* Begin TASK INPUTS *
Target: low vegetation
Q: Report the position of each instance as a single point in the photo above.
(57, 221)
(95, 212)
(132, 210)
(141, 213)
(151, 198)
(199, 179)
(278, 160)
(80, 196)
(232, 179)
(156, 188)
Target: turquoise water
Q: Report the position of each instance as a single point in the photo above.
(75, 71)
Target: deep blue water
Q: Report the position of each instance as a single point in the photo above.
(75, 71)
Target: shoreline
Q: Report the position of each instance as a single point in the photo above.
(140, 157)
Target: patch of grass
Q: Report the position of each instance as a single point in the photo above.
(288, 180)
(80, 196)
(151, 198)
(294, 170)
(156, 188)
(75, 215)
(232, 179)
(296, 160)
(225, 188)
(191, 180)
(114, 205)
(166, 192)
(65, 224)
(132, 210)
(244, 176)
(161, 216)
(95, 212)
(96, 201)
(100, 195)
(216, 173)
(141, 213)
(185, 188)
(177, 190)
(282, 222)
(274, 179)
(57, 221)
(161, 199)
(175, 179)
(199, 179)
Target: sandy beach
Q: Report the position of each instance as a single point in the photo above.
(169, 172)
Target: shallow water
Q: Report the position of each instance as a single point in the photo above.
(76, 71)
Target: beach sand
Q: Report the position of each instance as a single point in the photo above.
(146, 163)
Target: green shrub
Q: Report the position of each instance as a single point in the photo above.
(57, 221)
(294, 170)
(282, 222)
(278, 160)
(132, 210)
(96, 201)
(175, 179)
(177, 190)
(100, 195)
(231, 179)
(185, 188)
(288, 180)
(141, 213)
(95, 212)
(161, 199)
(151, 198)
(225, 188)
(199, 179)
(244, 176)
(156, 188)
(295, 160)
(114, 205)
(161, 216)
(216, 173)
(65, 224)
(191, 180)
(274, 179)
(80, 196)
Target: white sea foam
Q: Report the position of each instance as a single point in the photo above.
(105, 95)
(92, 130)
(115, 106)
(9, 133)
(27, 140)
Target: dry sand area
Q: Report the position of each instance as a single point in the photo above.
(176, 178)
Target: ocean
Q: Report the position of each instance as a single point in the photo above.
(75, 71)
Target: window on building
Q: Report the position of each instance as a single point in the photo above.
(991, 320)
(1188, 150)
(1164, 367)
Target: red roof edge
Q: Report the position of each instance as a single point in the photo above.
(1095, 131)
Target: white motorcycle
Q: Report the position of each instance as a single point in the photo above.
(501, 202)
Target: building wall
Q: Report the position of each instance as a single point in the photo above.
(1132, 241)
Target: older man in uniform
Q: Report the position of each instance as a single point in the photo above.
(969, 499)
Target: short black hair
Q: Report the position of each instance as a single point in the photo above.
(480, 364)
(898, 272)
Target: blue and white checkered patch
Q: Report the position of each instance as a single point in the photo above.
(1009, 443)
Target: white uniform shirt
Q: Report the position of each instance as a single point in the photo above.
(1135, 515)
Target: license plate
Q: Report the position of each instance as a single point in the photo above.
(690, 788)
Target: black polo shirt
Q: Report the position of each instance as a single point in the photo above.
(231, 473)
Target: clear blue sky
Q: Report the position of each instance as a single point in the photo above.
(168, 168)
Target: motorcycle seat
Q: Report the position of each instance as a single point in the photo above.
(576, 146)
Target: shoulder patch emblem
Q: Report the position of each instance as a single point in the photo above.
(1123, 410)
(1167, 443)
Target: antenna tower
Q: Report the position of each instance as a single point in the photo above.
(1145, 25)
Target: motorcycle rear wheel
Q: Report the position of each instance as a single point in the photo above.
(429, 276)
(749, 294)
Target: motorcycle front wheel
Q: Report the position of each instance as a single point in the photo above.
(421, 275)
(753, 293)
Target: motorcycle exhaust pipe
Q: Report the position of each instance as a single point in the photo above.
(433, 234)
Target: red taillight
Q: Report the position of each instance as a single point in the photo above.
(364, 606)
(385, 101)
* End TASK INPUTS *
**PROBLEM DESCRIPTION:** Please rescale the rows from the line with "Target: sandy beach" up to and including the line with "(1132, 241)" by writing out every one of those lines again, with each point coordinate in the answers multiplied by 1.4 and rounded to a whole number (halves rounded up) and all other lines left unchanged.

**RESULT FOR THIS TASK:**
Target: sandy beach
Q: Report the position of each instance as a single point in the photo above.
(237, 241)
Target: shallow water
Q: Report the position of each instance as a single point in the photo above.
(106, 99)
Target: beach sand
Q: Report the position of each instance as a single point in the photo above.
(204, 228)
Target: green shrub
Q: Report the position of each instance as a single point in the photo above.
(80, 309)
(412, 238)
(395, 311)
(389, 224)
(185, 294)
(134, 281)
(245, 251)
(248, 266)
(140, 273)
(323, 251)
(259, 263)
(403, 252)
(197, 298)
(133, 297)
(225, 279)
(211, 277)
(315, 263)
(279, 251)
(342, 246)
(218, 263)
(413, 224)
(160, 287)
(225, 302)
(302, 242)
(91, 314)
(267, 252)
(384, 251)
(112, 274)
Target: white sea foam
Q: Report the position of each instance as a single point in the photo above.
(147, 133)
(129, 182)
(161, 148)
(13, 186)
(38, 196)
Target: dry sand area
Q: Report the position of each instance as a single point in the photo above.
(246, 249)
Target: ocean
Q: Report the position of each instance as a single point in the photo above.
(105, 99)
Target: window on building
Q: Report the position of each instance as a single point in the photo above.
(1387, 448)
(1663, 210)
(1630, 514)
Target: red roof edge
Q: Report the position of each instance as a single point in the photo above.
(1533, 183)
Target: white motorcycle
Q: Report the position of each instance as a single point in the photo above.
(701, 283)
Target: building wall
Q: Report the position of each instance as a single point in the photo above.
(1585, 337)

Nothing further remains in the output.